Berry/sour shrivel—Fruit looks like a deflated soccer ball, and the flesh is collapsed. Fruit is flaccid, low in color, and tastes sour, acidic, and off-flavored. The berries easily fall off the stem when touched. But, despite the collapsed flesh, the seeds remain healthy. “Even the birds don’t like the sour shrivel berries and leave them alone in the vineyard,” Bondada said.

Frustrating disorder

The sporadic disorder is a trying one, Bondada said. He spent several years, along with other researchers, looking for clues to the disorder’s cause. “The frustrating part in following shrivel is that we’ll tag the vines that are showing symptoms, and the next year the same vine is healthy, making it hard to conduct experiments,” he said. “No­ ­particular pattern of occurrence could be deduced from its distribution in the vineyard.”

In some wine grape blocks in the state, up to 40 ­percent of the clusters have shown symptoms. Rick ­Hamman, viticulturist for Hogue Ranches and Mercer Estates, said that in a young, Cabernet Sauvignon block, the grower had to drop half of the crop due to berry shrivel. In another Grenache vineyard, sour shrivel caused a 40 percent crop loss.

“It’s a moving target,” Hamman said. “It’s there one year and not the next.”

It’s an expensive disorder, because workers must inspect clusters before harvest and cut out the bad berries.

## APPLY WHAT YOU READ
1. Copy the grape shrivel passage word for word, starting at "In some wine" and ending at "percent crop loss.".
2. In the grape shrivel passage, how much crop loss did sour shrivel cause in a Grenache vineyard?
3. Go on with the passage on grape shrivel, picking up after its final sentence.

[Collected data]
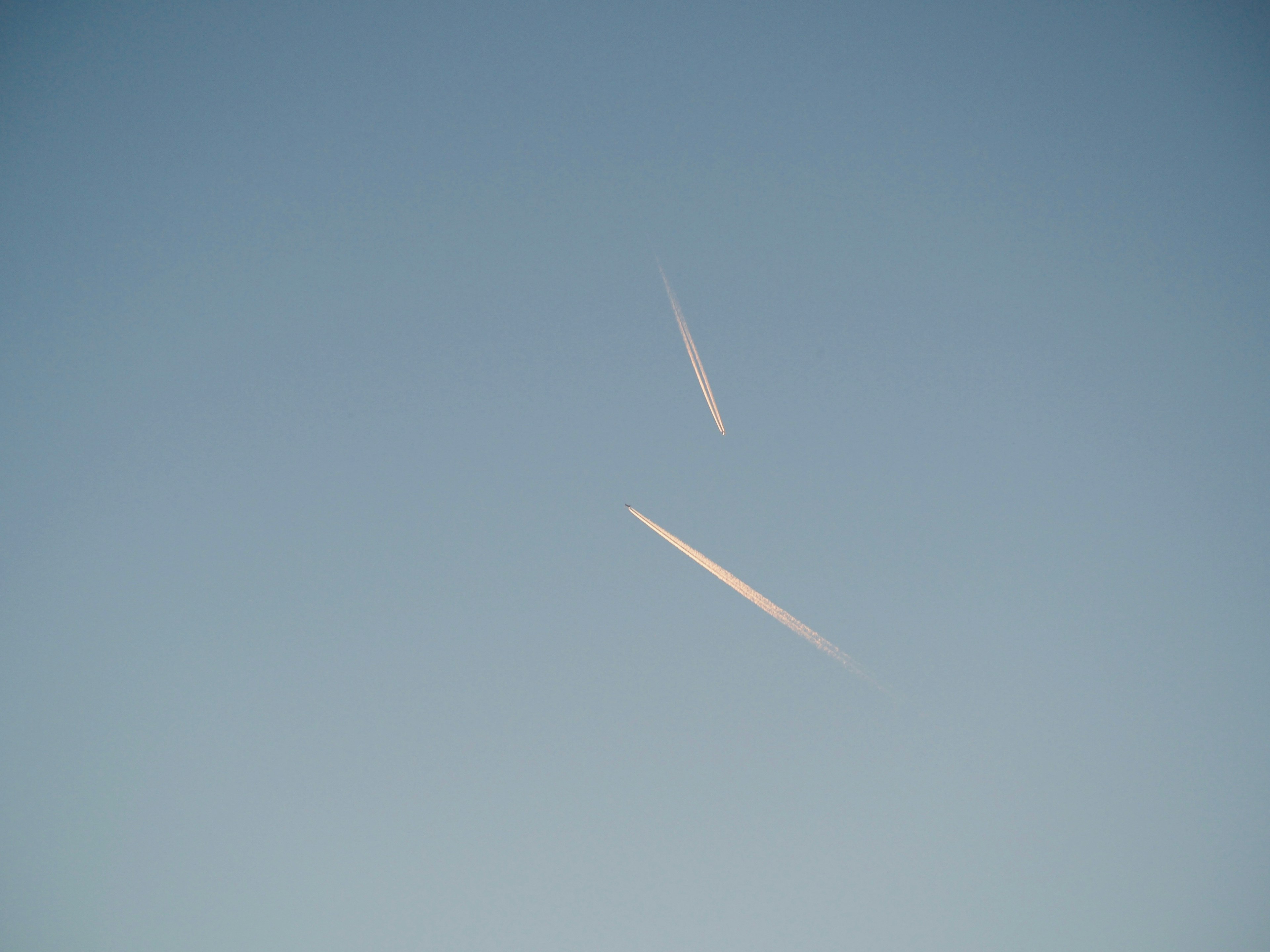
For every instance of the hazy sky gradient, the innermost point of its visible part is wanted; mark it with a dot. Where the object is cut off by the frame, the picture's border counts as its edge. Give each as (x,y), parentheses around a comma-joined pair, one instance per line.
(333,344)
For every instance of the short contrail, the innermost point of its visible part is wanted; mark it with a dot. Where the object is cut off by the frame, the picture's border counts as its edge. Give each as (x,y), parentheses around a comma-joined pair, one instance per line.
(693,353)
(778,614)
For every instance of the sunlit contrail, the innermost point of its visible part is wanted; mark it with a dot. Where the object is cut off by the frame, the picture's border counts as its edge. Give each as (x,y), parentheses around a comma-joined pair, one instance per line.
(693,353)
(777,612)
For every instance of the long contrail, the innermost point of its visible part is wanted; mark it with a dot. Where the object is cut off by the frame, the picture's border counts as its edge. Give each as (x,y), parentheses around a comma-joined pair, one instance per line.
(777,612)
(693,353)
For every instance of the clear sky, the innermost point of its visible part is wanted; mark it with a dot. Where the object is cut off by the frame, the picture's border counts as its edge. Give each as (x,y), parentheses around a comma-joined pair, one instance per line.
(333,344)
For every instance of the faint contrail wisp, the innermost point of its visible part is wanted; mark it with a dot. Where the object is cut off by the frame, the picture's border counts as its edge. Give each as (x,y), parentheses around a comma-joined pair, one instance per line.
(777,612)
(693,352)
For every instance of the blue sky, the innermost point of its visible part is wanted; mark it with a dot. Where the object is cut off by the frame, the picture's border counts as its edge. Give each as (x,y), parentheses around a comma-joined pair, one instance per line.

## ACTIVITY ANSWERS
1.
In some wine grape blocks in the state, up to 40 ­percent of the clusters have shown symptoms. Rick ­Hamman, viticulturist for Hogue Ranches and Mercer Estates, said that in a young, Cabernet Sauvignon block, the grower had to drop half of the crop due to berry shrivel. In another Grenache vineyard, sour shrivel caused a 40 percent crop loss.

2. 40 percent

3.
Effect on fruit quality

Bondada has studied sour shrivel’s effect on fruit quality in comparison to other types of shrivel. It’s not a pretty picture.

In a detailed look at sour shrivel in Grenache last year, Bondada found Brix to be significantly lower in sour shrivel berries than in healthy ones. He also found lower levels of glucose and fructose, pH, potassium, and malic acid. Higher levels of tartaric acid and tannins in comparison to healthy berries were also found in the sour shrivel fruit. Not surprisingly—because of the failure to undergo the ripening process—total anthocyanins of the sour shrivel fruit were significantly lower than the healthy anthocyanin level (474 ­milligrams per liter compared to 647).

“The clusters are not suitable for making wine,” he said. Fruit from the other disorders (sunburn, dehydration, or bunch stem necrosis) still have some desirable fruit characteristics and can be used to make some types of wine. “But not sour shrivel. It’s one that you don’t want in your vineyard.”

Good, bad, and ugly

Not all the fruit on afflicted clusters show the symptoms of sour shrivel. Rarely is the whole cluster affected, he said, adding that symptoms are typically found at the bottom of the cluster. “If the whole cluster is affected, then it means you’re ­losing a lot of crop.”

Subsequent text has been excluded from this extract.